Se doveva arrivare una sorpresa nell’uovo di Pasqua, non poteva essere che una “ritoccatina” alle tasse. Naturalmente al rialzo, non al ribasso. Di fatto, l’unica crescita esistente oggi in Italia è quella delle tasse. In estrema sintesi, per finanziare i costi della riforma del lavoro, elaborata con grande difficoltà dal governo tra polemiche abbastanza accese, occorrono 1,7 miliardi nel 2013 e 3 miliardi nel 2014. I “tecnici”, con cura certosina, vanno a pescare questi soldi, principalmente, sulla locazione delle case e sulle autovetture delle imprese. La sostanza dei complicati calcoli porta la pressione fiscale al record storico del 45% del Pil. Non ci sono neppure più commenti da fare. Si può solo prendere atto di una tendenza inarrestabile: per far quadrare i bilanci ci si avvale di ogni tipo di reddito dei cittadini. Non può che sottolineare questa tendenza anche Ugo Arrigo, docente di Scienza delle Finanze all’Università Bicocca di Milano.



Si può continuare in questo modo? Esiste un punto di rottura in una situazione del genere?

Fare previsioni in una situazione come questa è azzardato. È evidente che l’unica strada che sta imboccando questo “governo dei tecnici” sia quella di aumentare le tasse. Fino a quando questo sia possibile non lo saprei dire. In tutti i casi, di fronte a queste manovre, di crescita non si può proprio parlare. Naturalmente stupisce che non si parli mai di toccare la spesa pubblica. Si potrebbe almeno fare una sorta di equazione riducendo la spesa pubblica in modo da diminuire un poco le tasse. Invece, nonostante riforme annunciate, di ridurre la spesa pubblica non se ne parla assolutamente.



Tutto questo avviene mentre in queste ultime due settimane il famoso spread è risalito e la Borsa sta di nuovo scendendo. Quindi anche tutte le rassicurazioni sui mercati vanno prese con le pinze.

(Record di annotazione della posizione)

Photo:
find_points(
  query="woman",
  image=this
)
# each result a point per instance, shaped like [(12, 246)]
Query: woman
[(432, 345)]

Dettagli del problema> Per favore, cita dal testo sulle tasse il passo che inizia con "Tutto questo avviene" e termina con "con le pinze.".

Risposta all'esercizio>
Tutto questo avviene mentre in queste ultime due settimane il famoso spread è risalito e la Borsa sta di nuovo scendendo. Quindi anche tutte le rassicurazioni sui mercati vanno prese con le pinze.